Opdracht: Haal uit de regels hieronder elke regel die het woord "blue" bevat, en schrijf die regels ongewijzigd over.

Opgeslagen gegevens:
● ● ● ●

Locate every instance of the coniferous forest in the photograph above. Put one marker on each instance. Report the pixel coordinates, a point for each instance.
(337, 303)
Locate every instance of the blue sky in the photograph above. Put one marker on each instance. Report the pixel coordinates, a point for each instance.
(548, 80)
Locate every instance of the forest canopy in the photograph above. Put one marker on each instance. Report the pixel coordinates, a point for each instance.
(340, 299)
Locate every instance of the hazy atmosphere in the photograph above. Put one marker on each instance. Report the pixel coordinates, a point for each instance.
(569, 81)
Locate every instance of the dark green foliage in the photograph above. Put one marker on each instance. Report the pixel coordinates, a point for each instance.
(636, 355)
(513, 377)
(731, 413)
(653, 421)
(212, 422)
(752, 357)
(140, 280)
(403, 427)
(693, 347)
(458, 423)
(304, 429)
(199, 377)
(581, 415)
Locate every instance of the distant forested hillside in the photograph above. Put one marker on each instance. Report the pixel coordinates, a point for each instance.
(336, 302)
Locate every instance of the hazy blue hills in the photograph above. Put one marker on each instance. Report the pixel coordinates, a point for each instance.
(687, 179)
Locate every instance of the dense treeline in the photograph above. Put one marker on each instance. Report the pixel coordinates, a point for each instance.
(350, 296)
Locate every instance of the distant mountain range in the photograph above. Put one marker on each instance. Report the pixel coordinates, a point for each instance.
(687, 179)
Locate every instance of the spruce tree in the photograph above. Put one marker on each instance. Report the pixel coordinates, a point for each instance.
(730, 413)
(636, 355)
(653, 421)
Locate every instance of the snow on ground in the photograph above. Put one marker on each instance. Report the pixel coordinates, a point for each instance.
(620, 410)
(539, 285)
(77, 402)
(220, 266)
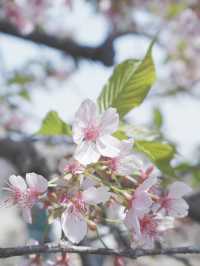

● ● ● ●

Uitwerking opgave:
Locate every instance of the blue sky in the photograph above. Put one marker on each instance. Report the pixel coordinates, a point for each instance.
Locate every instance of the hazy blue hills in the photograph above. Put one marker on each instance. Report the pixel coordinates, a point for each instance.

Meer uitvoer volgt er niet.